Вспомним, что там происходит.

Некий труженик «ломает слоистые скалы» на берегу моря и отвозит камни на спине своего осла к железной дороге. У дороги — сад, с ограды которого свисают розы. Там поют соловьи, за решеткой мелькает белое платье. Герой, чувствуя, что его ждут в саду, отправляется туда и находит любовное блаженство. Но, слыша шум прилива, вспоминая свой каменистый путь и «товарища бедного» — осла, покидает возлюбленную и устремляется к берегу моря. Дом его за это время исчезает, а осла уже погоняет другой рабочий с киркою в руках.

Такое вот схематическое «либретто». Лирический сюжет, конечно, условен. В нем столкнуты лбами две бесспорные ценности: счастье и долг. Бывает, что они и в жизни вступают в противоречие, но в общем, с точки зрения здравого смысла никакое высокое служение не требует от человека обязательного отказа от любовного счастья.


Наказанье ли ждет иль награда,

Если я уклонюсь от пути?


На этот вопрос, звучащий в начале поэмы, почему-то обычно дают категорический ответ: конечно наказание. Награду, обретенную героем, легко выносят за скобки.

[Исходные данные]
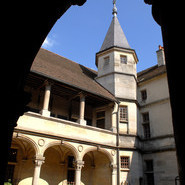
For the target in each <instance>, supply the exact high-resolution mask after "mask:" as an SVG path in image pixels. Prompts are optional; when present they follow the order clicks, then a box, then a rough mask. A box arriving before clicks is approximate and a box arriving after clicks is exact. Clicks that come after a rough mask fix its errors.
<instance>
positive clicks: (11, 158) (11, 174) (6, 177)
mask: <svg viewBox="0 0 185 185" xmlns="http://www.w3.org/2000/svg"><path fill="white" fill-rule="evenodd" d="M16 163H17V149H15V148H11V149H10V152H9V154H8V166H7V169H6V174H5V182H8V179H11V182H13V176H14V168H15V165H16Z"/></svg>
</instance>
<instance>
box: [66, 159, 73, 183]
mask: <svg viewBox="0 0 185 185" xmlns="http://www.w3.org/2000/svg"><path fill="white" fill-rule="evenodd" d="M73 162H74V157H73V156H68V170H67V184H68V185H73V184H74V181H75V168H74V164H73Z"/></svg>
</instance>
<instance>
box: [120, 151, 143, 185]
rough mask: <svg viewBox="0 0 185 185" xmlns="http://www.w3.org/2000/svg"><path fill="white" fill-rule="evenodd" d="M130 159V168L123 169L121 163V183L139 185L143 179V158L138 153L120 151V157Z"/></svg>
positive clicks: (133, 184)
mask: <svg viewBox="0 0 185 185" xmlns="http://www.w3.org/2000/svg"><path fill="white" fill-rule="evenodd" d="M121 156H127V157H129V168H128V169H124V168H121V161H120V183H122V184H124V183H126V182H128V183H129V184H133V185H139V179H140V178H142V177H143V167H142V157H141V154H140V153H139V152H137V151H122V150H121V151H120V157H121Z"/></svg>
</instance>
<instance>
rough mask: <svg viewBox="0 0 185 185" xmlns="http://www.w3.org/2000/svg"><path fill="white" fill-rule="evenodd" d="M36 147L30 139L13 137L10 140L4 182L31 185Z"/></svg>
mask: <svg viewBox="0 0 185 185" xmlns="http://www.w3.org/2000/svg"><path fill="white" fill-rule="evenodd" d="M36 150H37V149H36V147H35V146H34V145H33V141H32V139H30V138H28V137H27V138H26V139H25V138H23V137H14V138H13V139H12V144H11V150H10V154H9V155H10V156H9V161H8V167H7V171H6V179H5V180H6V181H7V179H11V182H12V183H13V184H19V185H20V184H21V183H22V182H23V181H24V184H25V185H26V184H29V185H31V183H32V177H33V173H34V164H33V157H34V156H35V155H36V153H37V151H36Z"/></svg>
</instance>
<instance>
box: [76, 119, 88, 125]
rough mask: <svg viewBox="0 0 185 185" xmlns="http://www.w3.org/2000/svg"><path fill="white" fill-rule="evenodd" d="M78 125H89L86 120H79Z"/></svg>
mask: <svg viewBox="0 0 185 185" xmlns="http://www.w3.org/2000/svg"><path fill="white" fill-rule="evenodd" d="M77 123H79V124H80V125H86V124H87V121H86V120H84V119H78V120H77Z"/></svg>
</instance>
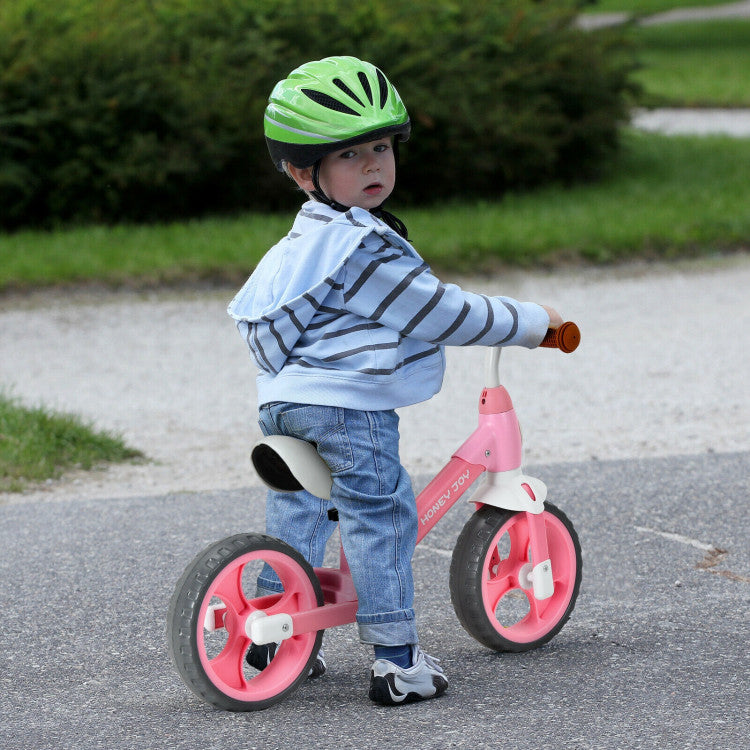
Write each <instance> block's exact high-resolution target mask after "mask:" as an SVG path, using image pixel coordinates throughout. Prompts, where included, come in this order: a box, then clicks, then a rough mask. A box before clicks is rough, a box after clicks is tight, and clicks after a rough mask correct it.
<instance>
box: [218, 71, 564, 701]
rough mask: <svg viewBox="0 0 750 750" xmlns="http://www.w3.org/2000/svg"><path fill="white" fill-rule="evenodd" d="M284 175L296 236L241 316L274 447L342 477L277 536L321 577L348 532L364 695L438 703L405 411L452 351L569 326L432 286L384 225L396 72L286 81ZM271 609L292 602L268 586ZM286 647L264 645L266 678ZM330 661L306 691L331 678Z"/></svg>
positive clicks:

[Рабочие указания]
- 1) Воспроизведите дословно часть отрывка о поэме: всё от «Вспомним, что там» и вниз до «киркою в руках.».
- 2) Перепишите строки данных от самого их начала вниз до строки с «positive clicks: (11, 158) (11, 174) (6, 177)» включительно, заменив «high-resolution» на «full-resolution» и больше ничего не меняя. Картинки в ответ не включайте.

[Решения по заданиям]
- 1)
Вспомним, что там происходит.

Некий труженик «ломает слоистые скалы» на берегу моря и отвозит камни на спине своего осла к железной дороге. У дороги — сад, с ограды которого свисают розы. Там поют соловьи, за решеткой мелькает белое платье. Герой, чувствуя, что его ждут в саду, отправляется туда и находит любовное блаженство. Но, слыша шум прилива, вспоминая свой каменистый путь и «товарища бедного» — осла, покидает возлюбленную и устремляется к берегу моря. Дом его за это время исчезает, а осла уже погоняет другой рабочий с киркою в руках.

- 2)
For the target in each <instance>, supply the exact full-resolution mask after "mask:" as an SVG path in image pixels. Prompts are optional; when present they follow the order clicks, then a box, then a rough mask. A box arriving before clicks is approximate and a box arriving after clicks is exact. Clicks that come after a rough mask fix its errors.
<instance>
positive clicks: (11, 158) (11, 174) (6, 177)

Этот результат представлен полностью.